[Point annotation records]

:::::

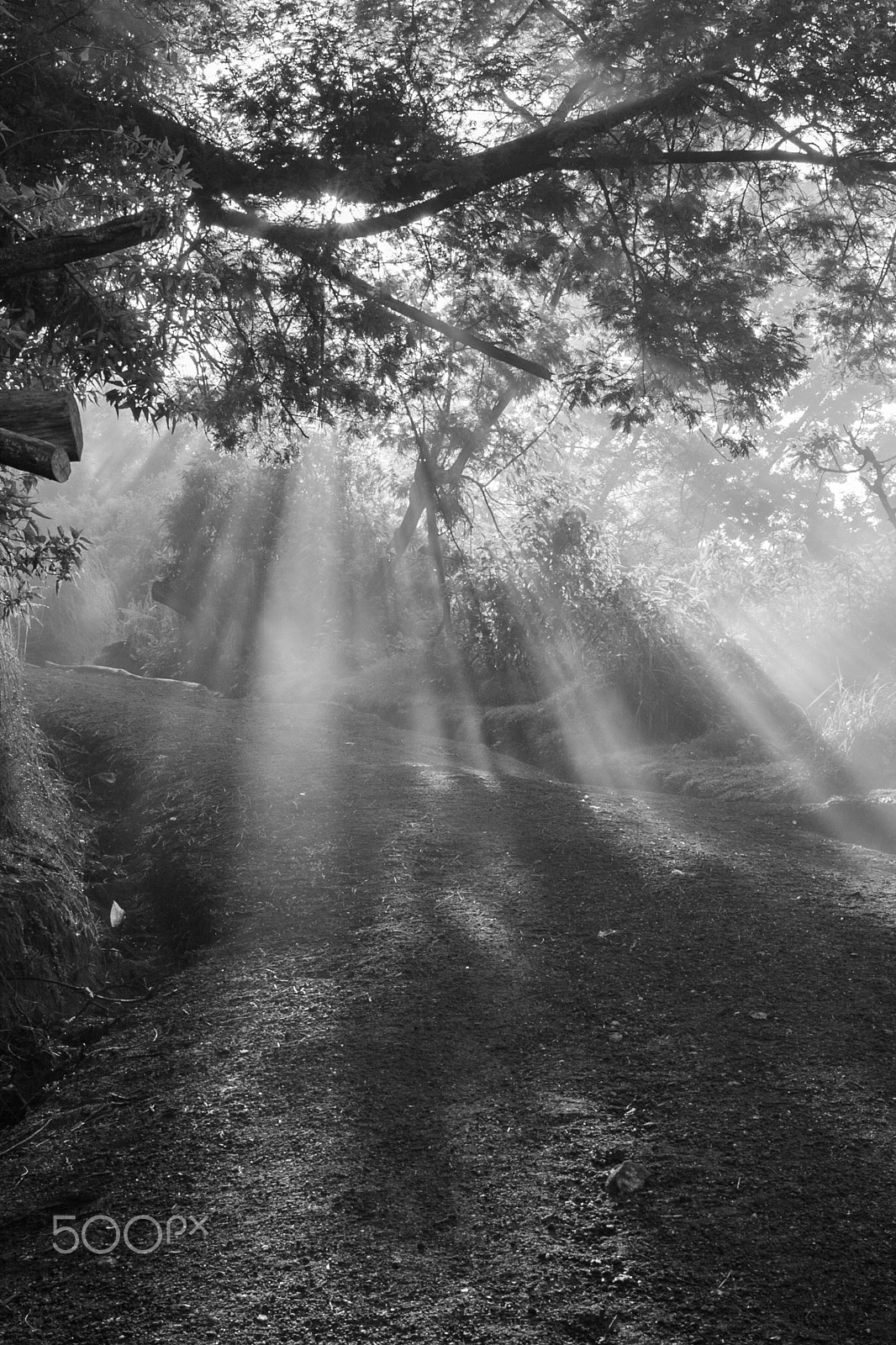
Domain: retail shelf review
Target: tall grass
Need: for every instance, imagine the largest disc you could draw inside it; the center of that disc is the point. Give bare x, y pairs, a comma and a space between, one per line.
858, 719
47, 931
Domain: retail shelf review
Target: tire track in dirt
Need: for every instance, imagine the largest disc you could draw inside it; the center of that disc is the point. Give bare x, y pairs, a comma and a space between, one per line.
456, 995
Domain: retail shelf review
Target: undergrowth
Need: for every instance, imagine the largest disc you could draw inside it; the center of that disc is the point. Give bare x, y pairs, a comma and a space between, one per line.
47, 930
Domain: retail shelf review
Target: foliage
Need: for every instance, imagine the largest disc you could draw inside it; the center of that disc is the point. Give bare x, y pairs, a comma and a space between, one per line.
557, 611
29, 556
47, 931
678, 198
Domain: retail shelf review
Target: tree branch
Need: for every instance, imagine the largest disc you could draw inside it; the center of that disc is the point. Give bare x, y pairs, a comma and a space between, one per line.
300, 241
57, 251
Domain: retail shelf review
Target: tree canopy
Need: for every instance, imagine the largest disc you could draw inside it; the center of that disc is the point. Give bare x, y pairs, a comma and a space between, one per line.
275, 210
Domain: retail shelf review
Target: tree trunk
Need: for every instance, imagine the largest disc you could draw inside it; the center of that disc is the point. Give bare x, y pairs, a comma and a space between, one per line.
51, 417
33, 455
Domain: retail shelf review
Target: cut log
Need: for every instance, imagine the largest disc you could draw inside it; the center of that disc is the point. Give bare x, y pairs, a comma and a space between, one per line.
51, 417
34, 455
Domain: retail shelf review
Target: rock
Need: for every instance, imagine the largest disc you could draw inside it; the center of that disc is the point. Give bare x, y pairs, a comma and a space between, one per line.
625, 1180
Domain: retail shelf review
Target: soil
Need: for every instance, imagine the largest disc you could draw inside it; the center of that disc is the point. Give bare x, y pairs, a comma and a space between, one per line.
454, 995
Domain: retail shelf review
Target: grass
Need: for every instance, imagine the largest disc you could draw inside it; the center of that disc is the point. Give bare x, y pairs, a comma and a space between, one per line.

:::::

▶ [To do] Pick out each line in the material above that contains the string "Target". Case counts.

▶ [The response]
Target: tall grass
Target: tire track in dirt
Target: undergrowth
Target: foliage
Target: tree branch
Target: tree canopy
Target: tree trunk
Target: cut log
Target: rock
Target: soil
Target: grass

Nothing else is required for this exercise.